DOCUMENT SECTION
See also Smith, 800 F.2d at 934 (determination that organization failed to qualify as charitable under 26 U.S.C. § 170 reviewed for clear error); Enrici, 813 F.2d at 295 (finding that forward contracts were shams reviewed for clear error); Thompson, 631 F.2d at 646 (finding that transaction lacked economic substance reviewed for clear error).
Furthermore, the expertise of the Tax Court warrants that we defer to its conclusions and adopt a clearly erroneous standard. Thompson, 631 F.2d at 646. The Second Circuit also seems to have adopted the clearly erroneous standard. See Drucker, 715 F.2d at 69 (erroneous holding of location of petitioner's principal place of business); but see Weissman, 751 F.2d 512, 516 (2d Cir. 1984) (both clearly erroneous and de novo review implied).

Extracted data entries
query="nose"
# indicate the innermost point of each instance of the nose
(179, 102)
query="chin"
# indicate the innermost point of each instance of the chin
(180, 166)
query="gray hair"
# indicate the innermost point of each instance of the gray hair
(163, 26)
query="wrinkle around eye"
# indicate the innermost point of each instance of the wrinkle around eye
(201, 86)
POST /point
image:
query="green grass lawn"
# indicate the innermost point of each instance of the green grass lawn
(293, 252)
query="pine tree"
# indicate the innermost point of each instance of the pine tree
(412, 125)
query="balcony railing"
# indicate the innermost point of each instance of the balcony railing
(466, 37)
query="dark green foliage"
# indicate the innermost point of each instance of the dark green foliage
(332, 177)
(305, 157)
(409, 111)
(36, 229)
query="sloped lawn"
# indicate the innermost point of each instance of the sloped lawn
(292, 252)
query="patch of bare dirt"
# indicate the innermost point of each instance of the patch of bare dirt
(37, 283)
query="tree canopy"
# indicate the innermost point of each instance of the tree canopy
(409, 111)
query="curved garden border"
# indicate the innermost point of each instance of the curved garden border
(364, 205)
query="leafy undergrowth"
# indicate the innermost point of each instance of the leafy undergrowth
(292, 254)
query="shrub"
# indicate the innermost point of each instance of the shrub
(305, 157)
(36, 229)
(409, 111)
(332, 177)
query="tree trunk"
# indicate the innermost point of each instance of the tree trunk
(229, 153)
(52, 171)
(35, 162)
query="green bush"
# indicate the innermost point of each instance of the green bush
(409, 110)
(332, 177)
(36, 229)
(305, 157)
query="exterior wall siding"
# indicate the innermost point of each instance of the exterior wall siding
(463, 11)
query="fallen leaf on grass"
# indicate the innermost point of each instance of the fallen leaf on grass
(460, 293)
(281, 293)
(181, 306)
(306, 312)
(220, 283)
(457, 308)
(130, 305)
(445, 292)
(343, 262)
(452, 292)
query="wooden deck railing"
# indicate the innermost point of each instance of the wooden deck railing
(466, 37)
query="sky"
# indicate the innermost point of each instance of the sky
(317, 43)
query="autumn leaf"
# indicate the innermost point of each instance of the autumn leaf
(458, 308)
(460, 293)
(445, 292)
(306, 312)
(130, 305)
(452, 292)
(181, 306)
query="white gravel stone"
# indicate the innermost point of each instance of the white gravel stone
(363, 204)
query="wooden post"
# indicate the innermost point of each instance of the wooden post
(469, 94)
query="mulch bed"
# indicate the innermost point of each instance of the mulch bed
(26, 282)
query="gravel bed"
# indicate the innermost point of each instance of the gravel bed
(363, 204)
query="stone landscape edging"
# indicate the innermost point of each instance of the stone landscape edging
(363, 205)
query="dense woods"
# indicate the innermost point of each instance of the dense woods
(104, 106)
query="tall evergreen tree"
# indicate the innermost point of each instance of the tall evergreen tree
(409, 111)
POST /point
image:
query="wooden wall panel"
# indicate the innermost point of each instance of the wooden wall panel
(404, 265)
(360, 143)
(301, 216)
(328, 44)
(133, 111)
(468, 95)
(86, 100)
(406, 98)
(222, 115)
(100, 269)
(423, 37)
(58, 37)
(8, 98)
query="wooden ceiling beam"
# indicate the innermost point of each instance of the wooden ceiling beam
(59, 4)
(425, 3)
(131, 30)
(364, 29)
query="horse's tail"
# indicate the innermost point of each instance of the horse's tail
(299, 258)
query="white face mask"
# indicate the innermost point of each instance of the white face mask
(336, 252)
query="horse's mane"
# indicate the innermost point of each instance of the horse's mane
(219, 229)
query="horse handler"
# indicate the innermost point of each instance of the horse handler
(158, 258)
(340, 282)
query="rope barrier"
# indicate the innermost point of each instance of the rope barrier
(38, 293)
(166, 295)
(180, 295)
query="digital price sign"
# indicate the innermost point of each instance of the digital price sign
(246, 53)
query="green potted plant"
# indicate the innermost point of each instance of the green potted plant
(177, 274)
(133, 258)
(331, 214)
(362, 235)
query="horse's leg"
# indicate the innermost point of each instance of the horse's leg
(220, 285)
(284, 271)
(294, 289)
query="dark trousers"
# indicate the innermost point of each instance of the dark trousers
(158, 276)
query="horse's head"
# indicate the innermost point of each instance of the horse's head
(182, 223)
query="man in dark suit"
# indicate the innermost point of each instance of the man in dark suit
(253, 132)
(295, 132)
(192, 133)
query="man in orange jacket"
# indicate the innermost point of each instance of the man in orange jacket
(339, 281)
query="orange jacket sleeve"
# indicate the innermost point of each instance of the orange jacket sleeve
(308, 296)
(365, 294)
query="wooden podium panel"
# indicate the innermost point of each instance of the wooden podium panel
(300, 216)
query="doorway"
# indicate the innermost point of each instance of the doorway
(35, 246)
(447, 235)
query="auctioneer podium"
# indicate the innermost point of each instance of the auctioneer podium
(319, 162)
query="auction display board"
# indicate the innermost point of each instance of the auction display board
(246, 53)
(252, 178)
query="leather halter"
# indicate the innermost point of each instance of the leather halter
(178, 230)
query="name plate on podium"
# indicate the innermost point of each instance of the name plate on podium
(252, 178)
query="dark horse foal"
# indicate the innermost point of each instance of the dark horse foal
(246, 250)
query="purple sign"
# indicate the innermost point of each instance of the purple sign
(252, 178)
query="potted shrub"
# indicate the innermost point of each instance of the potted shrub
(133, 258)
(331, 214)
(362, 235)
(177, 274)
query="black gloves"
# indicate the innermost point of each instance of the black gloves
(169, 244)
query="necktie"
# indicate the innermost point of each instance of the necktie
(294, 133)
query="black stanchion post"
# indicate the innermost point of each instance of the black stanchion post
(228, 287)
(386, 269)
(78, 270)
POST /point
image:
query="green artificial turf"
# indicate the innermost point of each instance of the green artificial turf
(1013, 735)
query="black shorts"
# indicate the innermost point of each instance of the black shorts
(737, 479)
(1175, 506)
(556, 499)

WORK TO COMPLETE
• a. In the court opinion excerpt, which other circuit seems to have adopted the clearly erroneous standard?
• b. Write the next part of the court opinion excerpt on the standard of review, picking up after its last sentence.
You don't need the data for these tasks.

TASK ANSWERS
• a. The Second Circuit.

• b.
When applying the focal point test, the Tax Court looks to where goods or services are delivered and where income is produced. The Second Circuit reviews the nature of the taxpayer's activities at each location noting where the dominant portion of work is accomplished. It considers also the importance of the task performed and the time spent at each place, the space in which the activities can be conducted, the practical necessity of an office and whether the work pursued there is a condition of continued employment.
Without adopting a specific standard, we believe that under any of these tests, the hospital, rather than the home, was Dr. Pomarantz's principal place of business. He consistently spent more time on duty at the hospital rather than at home. The essence of his profession is the hands-on treatment of patients which he did only at the hospital and never at home. Finally, he generated income only by seeing patients at the hospital not studying or writing at home. His home office was not his principal place of business within 26 U.S.C. § 280A(c)(1)(A).
AFFIRMED.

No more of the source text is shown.